=== Description of the task ===
Rewrite the lines below as a numbered list, omitting any blank lines.

--- Exercise input ---

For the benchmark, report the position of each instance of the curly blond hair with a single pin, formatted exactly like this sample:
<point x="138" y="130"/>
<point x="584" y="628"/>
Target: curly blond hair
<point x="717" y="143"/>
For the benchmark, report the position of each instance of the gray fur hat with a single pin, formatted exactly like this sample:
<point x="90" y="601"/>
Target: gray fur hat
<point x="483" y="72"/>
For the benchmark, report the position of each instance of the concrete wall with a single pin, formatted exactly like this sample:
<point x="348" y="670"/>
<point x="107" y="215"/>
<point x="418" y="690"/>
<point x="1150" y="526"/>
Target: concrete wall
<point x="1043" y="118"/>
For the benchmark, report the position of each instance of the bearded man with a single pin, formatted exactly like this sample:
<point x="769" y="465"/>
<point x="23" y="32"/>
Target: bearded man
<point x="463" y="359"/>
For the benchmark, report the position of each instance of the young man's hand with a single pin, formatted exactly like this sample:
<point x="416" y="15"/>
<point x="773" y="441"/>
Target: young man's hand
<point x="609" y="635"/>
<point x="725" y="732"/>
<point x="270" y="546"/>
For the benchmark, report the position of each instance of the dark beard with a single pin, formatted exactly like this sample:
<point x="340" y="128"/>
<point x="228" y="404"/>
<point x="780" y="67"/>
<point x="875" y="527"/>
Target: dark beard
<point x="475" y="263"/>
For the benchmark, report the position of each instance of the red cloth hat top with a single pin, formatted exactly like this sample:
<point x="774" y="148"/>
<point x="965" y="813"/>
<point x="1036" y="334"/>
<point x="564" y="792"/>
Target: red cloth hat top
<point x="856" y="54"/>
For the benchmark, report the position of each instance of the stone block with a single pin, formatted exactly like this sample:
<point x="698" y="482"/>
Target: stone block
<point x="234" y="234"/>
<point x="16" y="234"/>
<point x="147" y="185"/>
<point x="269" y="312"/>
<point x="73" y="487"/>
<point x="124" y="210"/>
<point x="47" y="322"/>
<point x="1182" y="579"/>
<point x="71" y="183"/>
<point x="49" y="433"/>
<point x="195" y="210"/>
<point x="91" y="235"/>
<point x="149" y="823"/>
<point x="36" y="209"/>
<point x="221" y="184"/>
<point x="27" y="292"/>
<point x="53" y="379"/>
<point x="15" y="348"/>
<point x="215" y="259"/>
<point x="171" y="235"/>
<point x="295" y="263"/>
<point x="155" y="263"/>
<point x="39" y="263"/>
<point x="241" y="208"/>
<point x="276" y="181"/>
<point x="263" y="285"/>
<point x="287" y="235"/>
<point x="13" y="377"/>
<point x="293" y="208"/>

---

=== Written answer ===
1. For the benchmark, report the position of each instance of the curly blond hair with a single pin, formatted exactly like this sample:
2. <point x="138" y="130"/>
3. <point x="584" y="628"/>
4. Target: curly blond hair
5. <point x="717" y="143"/>
6. For the benchmark, report the position of each instance of the gray fur hat with a single pin, formatted exactly like this sample:
7. <point x="90" y="601"/>
8. Target: gray fur hat
9. <point x="483" y="72"/>
10. For the benchmark, report the position of each instance of the concrete wall with a single pin, formatted exactly like this sample:
11. <point x="348" y="670"/>
12. <point x="107" y="215"/>
13. <point x="418" y="690"/>
14. <point x="1150" y="526"/>
15. Target: concrete wall
16. <point x="1043" y="118"/>
17. For the benchmark, report the position of each instance of the bearded man with a single pin, formatted exactly like this sample:
18. <point x="769" y="465"/>
19. <point x="23" y="32"/>
20. Target: bearded man
21. <point x="463" y="359"/>
22. For the benchmark, report the position of each instance of the young man's hand with a single pin, formatted exactly like this sample:
23. <point x="416" y="15"/>
24. <point x="773" y="441"/>
25. Target: young man's hand
26. <point x="609" y="635"/>
27. <point x="725" y="732"/>
28. <point x="270" y="546"/>
29. For the benchmark, report the position of each instance of the dark beard with a single pin, formatted exactly like this sample:
30. <point x="340" y="128"/>
31. <point x="228" y="404"/>
32. <point x="780" y="67"/>
33. <point x="875" y="527"/>
34. Target: dark beard
35. <point x="475" y="263"/>
36. For the benchmark, report the position of each instance of the red cloth hat top with a single pin, formatted exactly like this sample:
37. <point x="774" y="148"/>
38. <point x="965" y="813"/>
39. <point x="1036" y="334"/>
40. <point x="564" y="792"/>
41. Target: red cloth hat top
42. <point x="856" y="54"/>
43. For the benchmark, report the position of each instance of the stone block with a single pin, formatted exactly like this sample:
44. <point x="698" y="482"/>
45. Target: stone block
46. <point x="234" y="234"/>
47. <point x="16" y="234"/>
48. <point x="147" y="185"/>
49. <point x="269" y="312"/>
50. <point x="73" y="487"/>
51. <point x="124" y="210"/>
52. <point x="47" y="322"/>
53. <point x="1182" y="579"/>
54. <point x="71" y="183"/>
55. <point x="49" y="433"/>
56. <point x="195" y="210"/>
57. <point x="91" y="235"/>
58. <point x="149" y="823"/>
59. <point x="36" y="209"/>
60. <point x="221" y="184"/>
61. <point x="27" y="292"/>
62. <point x="53" y="379"/>
63. <point x="15" y="348"/>
64. <point x="215" y="259"/>
65. <point x="171" y="235"/>
66. <point x="295" y="263"/>
67. <point x="155" y="263"/>
68. <point x="39" y="263"/>
69. <point x="241" y="208"/>
70. <point x="276" y="181"/>
71. <point x="263" y="285"/>
72. <point x="287" y="235"/>
73. <point x="13" y="377"/>
74. <point x="293" y="208"/>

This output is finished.